==== Dataset excerpts ====

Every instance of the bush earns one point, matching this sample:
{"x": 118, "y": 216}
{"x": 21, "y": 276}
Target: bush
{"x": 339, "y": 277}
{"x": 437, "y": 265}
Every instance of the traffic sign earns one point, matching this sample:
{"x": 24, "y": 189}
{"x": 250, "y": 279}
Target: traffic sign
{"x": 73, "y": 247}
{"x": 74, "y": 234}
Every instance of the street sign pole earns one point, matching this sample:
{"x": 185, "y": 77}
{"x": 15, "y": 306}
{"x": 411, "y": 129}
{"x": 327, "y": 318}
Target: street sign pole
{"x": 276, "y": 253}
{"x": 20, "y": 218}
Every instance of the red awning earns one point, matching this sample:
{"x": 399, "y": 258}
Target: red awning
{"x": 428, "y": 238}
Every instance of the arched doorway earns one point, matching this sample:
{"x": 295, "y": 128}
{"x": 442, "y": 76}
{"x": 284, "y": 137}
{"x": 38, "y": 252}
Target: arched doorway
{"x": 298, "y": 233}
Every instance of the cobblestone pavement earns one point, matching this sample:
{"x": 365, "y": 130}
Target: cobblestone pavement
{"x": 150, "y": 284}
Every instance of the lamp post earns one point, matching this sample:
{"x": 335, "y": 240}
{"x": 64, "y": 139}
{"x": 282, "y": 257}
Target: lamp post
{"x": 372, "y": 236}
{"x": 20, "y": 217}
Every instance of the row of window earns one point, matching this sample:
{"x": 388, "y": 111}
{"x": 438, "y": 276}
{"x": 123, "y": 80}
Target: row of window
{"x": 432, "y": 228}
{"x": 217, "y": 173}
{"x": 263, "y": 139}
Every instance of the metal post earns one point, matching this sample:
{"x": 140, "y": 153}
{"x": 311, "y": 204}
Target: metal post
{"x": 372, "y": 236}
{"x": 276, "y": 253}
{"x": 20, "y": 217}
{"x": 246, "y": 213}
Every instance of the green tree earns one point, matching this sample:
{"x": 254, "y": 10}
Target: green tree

====

(Directive) Edit all the rows above so that each "Target" becomes "Label", and leave everything else unchanged.

(Exercise solution)
Every instance of the bush earns one point, matching this sample:
{"x": 118, "y": 216}
{"x": 21, "y": 276}
Label: bush
{"x": 339, "y": 277}
{"x": 437, "y": 265}
Every instance of the traffic sign earns one point, matching this sample:
{"x": 24, "y": 189}
{"x": 250, "y": 279}
Label: traffic sign
{"x": 73, "y": 247}
{"x": 74, "y": 234}
Every instance of the street sign pole earns one point, matching this sample:
{"x": 185, "y": 77}
{"x": 15, "y": 306}
{"x": 411, "y": 129}
{"x": 327, "y": 318}
Label: street sign pole
{"x": 276, "y": 253}
{"x": 20, "y": 218}
Every instance of the red awning earns one point, matching this sample:
{"x": 399, "y": 258}
Label: red awning
{"x": 428, "y": 238}
Every instance of the arched doorway earns one point, matching this sample:
{"x": 295, "y": 128}
{"x": 442, "y": 76}
{"x": 284, "y": 137}
{"x": 38, "y": 252}
Label: arched doorway
{"x": 298, "y": 233}
Every instance of the cobblestone pavement earns one point, matching this sample:
{"x": 365, "y": 130}
Label: cobblestone pavement
{"x": 150, "y": 284}
Every instance of the lamp post earns one point, matching this sample:
{"x": 335, "y": 240}
{"x": 64, "y": 139}
{"x": 282, "y": 257}
Label: lamp post
{"x": 372, "y": 236}
{"x": 20, "y": 217}
Every instance of the row of window earns one point, matching this sample:
{"x": 388, "y": 111}
{"x": 438, "y": 276}
{"x": 123, "y": 80}
Label: row of window
{"x": 432, "y": 228}
{"x": 217, "y": 173}
{"x": 263, "y": 139}
Every instance of the metal post earns one point, matching this sample:
{"x": 140, "y": 153}
{"x": 311, "y": 204}
Label: metal post
{"x": 372, "y": 236}
{"x": 276, "y": 253}
{"x": 20, "y": 217}
{"x": 246, "y": 213}
Every instance of the green tree earns one point, matching this sample:
{"x": 254, "y": 10}
Label: green tree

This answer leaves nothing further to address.